▶ **Request A**:
Answer these questions about the passage on corn ethanol's energy balance:
(i) What net energy balance did the 1995 Shapouri report conclude for turning fossil fuels to ethanol?
(ii) How many liters of ethanol were produced in 2004?
(iii) How many pages long is Patzek's report?

▶ **Text shown**:

A report issued by Shapouri for the USDA in 1995 concluded that the net energy balance for turning fossil fuels to ethanol was positive, 1.25 to 1.0. Publication of this number would have amounted to a kind of watershed moment in the production of ethanol, establishing it as a 'renewable' fuel source. Since that date, the ethanol-from-corn business has been growing steadily, with over 12 billion liters of ethanol produced in 2004. Most of this is used as an additive to gasoline to boost its octane and help it burn cleaner.

Since 1995 a number of other workers have taken on the work of estimating the net fuel output of the corn-to-ethanol system. The author with the most press is Patzek who wrote Thermodynamics of the Corn to Ethanol Fuel Cycle. (Google it for the web version) In this 120 page report Patzek argues that the amount of energy that goes into the production of corn and the refining of corn into ethanol is greater than what Shapouri estimated. And if he is correct, the production of ethanol from corn may represent a net loss of energy: ethanol derived from corn could actually speed the depletion of oil and natural gas. In the mean time, ethanol has become a big business, and the financial stakes of being right or wrong about these issues gets bigger every year.

The devil, of course is in the details. There are lots of niggling ways in which energy crops up in the cost of a bushel of corn. And it is easy to forget all of them. Similarly, it is easy for a person unfamiliar with the process of turning corn into ethanol to look at corn going in one end, ethanol coming out the other, and imagine that it all happens like magic. But there are a lot of things along the way that eat up energy.

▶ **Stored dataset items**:
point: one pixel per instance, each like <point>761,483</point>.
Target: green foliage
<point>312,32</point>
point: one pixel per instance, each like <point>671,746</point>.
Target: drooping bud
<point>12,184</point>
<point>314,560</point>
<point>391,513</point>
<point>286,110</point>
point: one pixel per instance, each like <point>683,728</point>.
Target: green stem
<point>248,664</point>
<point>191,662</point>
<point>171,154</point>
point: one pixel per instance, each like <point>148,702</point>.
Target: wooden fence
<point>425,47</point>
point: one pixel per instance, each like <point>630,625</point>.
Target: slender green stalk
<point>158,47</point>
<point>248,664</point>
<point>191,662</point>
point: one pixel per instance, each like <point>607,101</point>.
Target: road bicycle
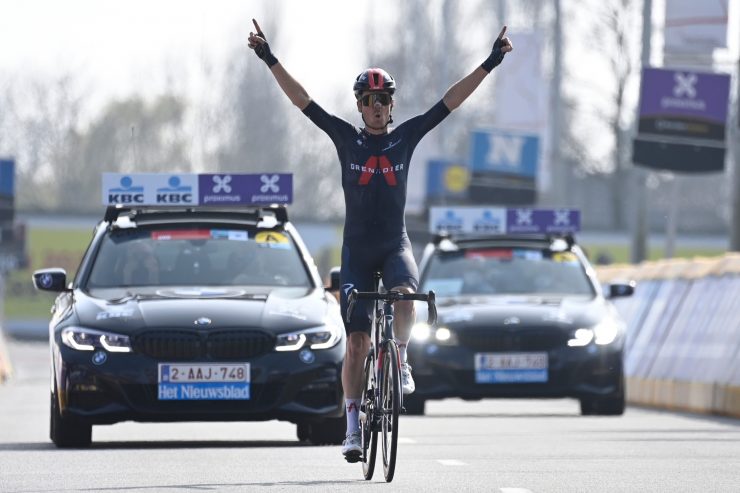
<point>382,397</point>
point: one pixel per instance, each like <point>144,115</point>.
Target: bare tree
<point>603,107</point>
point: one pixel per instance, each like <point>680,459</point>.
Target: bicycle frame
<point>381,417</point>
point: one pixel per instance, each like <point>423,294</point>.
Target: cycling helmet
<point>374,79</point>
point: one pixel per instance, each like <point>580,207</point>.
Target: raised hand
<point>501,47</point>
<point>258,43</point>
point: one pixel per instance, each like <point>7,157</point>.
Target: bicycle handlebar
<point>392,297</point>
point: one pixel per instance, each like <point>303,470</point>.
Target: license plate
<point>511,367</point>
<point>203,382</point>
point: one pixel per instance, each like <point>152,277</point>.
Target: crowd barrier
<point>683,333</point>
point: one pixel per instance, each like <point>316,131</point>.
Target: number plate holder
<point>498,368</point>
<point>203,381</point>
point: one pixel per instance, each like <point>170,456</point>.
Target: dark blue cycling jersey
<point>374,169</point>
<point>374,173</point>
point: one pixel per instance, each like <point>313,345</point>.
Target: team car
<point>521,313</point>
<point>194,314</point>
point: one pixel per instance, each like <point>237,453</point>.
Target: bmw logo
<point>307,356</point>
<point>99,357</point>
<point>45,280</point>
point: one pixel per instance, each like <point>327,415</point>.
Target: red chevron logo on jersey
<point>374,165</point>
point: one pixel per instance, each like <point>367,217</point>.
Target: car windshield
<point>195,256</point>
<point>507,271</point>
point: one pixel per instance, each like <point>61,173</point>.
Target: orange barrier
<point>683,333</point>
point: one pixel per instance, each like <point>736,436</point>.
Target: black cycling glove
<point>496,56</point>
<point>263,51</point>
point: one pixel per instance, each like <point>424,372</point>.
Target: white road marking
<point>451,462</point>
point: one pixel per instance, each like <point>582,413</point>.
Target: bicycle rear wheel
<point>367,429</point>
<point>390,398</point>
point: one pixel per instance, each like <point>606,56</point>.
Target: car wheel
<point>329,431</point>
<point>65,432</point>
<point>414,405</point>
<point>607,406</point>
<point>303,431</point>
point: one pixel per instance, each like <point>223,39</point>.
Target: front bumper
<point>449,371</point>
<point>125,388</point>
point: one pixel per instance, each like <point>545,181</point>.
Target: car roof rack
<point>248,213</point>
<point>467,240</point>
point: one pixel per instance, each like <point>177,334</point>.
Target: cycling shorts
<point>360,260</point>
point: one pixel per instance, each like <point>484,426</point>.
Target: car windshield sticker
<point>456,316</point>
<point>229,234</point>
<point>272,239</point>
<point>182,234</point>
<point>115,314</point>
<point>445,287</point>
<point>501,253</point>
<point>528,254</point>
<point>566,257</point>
---
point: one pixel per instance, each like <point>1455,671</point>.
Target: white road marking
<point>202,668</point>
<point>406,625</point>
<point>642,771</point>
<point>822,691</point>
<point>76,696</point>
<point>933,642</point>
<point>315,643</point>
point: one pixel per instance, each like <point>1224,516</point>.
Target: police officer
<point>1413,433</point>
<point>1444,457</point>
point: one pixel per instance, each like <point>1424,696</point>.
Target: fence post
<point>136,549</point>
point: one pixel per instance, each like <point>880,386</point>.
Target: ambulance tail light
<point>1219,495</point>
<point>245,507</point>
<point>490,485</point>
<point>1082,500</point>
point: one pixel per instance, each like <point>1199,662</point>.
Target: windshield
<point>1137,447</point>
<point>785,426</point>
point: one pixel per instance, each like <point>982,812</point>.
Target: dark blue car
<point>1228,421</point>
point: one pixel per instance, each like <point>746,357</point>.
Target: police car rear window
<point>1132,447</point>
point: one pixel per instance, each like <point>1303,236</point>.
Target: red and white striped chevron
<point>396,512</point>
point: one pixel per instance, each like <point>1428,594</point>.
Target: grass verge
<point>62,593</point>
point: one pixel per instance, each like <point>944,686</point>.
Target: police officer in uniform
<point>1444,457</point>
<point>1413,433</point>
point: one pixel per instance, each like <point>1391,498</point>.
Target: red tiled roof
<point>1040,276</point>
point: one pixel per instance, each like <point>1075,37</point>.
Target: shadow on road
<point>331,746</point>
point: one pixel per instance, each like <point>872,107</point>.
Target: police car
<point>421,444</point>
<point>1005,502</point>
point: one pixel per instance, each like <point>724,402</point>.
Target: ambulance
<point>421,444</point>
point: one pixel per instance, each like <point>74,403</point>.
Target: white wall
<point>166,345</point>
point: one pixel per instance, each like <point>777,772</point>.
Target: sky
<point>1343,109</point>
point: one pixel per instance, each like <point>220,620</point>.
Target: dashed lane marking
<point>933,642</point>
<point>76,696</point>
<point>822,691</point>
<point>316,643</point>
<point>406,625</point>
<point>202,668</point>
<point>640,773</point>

▶ **Request B**: Reproduce the stored dataset items word for word, from the line with "point: one pixel per instance, each like <point>424,372</point>." to the line with "<point>360,260</point>", both lines included.

▶ **Correct result A**:
(i) Positive, 1.25 to 1.0.
(ii) Over 12 billion liters.
(iii) 120 pages.

▶ **Correct result B**:
point: one pixel per instance, each like <point>424,372</point>.
Target: white road marking
<point>451,462</point>
point: one pixel per instance, each like <point>582,413</point>.
Target: bicycle rear wheel
<point>367,429</point>
<point>390,398</point>
point: one pixel per instance, each like <point>606,56</point>.
Target: car wheel
<point>329,431</point>
<point>65,432</point>
<point>414,405</point>
<point>607,406</point>
<point>303,431</point>
point: one pixel per instance, each like <point>223,39</point>.
Target: front bumper
<point>449,371</point>
<point>125,388</point>
point: one pixel per instance, each like <point>545,181</point>.
Target: car roof rack
<point>248,213</point>
<point>467,240</point>
point: one pixel per instance, each like <point>177,334</point>.
Target: cycling shorts
<point>360,260</point>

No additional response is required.